• **TEXT PASSAGE**:
What is your tactic for making the world a better place?
I try to act responsibly and treat nature as the highest good. Material goods are way overrated. If people perceived themselves as what they are, part of nature, then they wouldn’t be so destructive, which in the end is self-destructive.
What is the most beautiful thing you ever saw?
A lot of landscapes come to mind, places I’ve been to. Nature usually has the biggest impact on me in terms of beauty. Hard to just single out one event or thing. There are too many.
What would you like to see more often?
Sunrise or sunset – what do you prefer?
I guess sunset. Sometimes when I see a sunset and I feel all nostalgic I hum this melody from star wars to myself quietly, from the scene when Luke is watching the binary sunset on Tatooine. That scene had a big impact on me as a kid and it still resonates to this day.

• **RAW DATA**:

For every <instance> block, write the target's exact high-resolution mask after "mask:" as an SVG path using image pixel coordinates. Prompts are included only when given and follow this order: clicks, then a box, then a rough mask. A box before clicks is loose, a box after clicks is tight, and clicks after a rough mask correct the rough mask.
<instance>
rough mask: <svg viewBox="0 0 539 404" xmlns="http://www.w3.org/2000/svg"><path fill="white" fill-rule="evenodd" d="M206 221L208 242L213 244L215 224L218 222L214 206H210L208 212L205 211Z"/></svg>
==
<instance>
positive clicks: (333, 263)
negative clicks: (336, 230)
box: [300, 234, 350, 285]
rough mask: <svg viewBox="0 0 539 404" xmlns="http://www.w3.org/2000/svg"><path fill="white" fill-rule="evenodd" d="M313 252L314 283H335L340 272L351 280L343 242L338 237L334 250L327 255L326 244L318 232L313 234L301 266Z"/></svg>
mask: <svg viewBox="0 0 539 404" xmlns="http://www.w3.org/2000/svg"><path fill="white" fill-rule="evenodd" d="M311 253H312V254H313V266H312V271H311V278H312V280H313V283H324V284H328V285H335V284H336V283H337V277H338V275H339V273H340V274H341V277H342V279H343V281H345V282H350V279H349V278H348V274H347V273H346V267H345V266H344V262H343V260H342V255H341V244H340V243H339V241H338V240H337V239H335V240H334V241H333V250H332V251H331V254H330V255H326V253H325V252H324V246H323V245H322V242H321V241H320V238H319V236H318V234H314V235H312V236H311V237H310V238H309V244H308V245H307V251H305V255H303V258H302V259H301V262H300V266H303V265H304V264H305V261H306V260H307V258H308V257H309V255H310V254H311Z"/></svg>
...
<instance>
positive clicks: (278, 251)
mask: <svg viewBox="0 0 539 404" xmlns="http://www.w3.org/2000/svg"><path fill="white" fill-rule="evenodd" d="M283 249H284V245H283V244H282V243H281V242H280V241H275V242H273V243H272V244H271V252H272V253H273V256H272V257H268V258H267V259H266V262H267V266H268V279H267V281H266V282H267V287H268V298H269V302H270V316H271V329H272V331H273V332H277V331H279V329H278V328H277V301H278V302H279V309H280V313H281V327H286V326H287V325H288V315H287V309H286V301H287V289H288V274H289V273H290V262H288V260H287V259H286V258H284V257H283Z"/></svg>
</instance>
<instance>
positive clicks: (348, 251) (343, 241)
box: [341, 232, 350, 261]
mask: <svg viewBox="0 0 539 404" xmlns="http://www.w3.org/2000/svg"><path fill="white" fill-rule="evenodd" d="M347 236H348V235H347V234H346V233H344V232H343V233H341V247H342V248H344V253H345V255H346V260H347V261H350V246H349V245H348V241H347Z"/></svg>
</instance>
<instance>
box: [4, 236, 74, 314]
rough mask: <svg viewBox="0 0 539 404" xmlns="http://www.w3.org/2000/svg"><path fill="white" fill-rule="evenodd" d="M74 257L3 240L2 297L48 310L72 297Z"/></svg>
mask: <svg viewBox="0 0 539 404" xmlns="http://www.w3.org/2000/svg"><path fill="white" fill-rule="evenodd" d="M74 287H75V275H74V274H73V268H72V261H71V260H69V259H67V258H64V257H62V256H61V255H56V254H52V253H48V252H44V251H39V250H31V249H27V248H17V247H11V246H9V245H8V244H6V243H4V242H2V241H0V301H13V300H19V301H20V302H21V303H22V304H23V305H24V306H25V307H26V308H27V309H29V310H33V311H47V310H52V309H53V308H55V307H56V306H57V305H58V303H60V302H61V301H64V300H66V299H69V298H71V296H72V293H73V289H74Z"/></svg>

• **WORK REQUEST 1**:
Answer these questions about the interview text:
(a) What does the speaker call way overrated?
(b) Which does the speaker prefer, sunrise or sunset?
(c) In what scene is Luke shown in the melody the speaker hums?
• **WORK REQUEST 2**:
Resume the interview text after its last answer, adding one more question in the same style and a reply to it.

• **OUTPUT 1**:
(a) Material goods.
(b) Sunset.
(c) The scene where Luke watches the binary sunset on Tatooine.

• **OUTPUT 2**:
Who is your personal hero?
It’s hard to just mention a single person. There are some iconic figures in music like Moondog, Rick Rubin or Lemmy from Motörhead who I respect for who they are. I also find comic writer and shaman Michael Moore a very interesting personality. I watched a documentary on him and some of the stuff he said blew my mind. But really everyone who cares for and protects the environment has my biggest respect; even for little everyday type things they do, it all helps to make a big difference.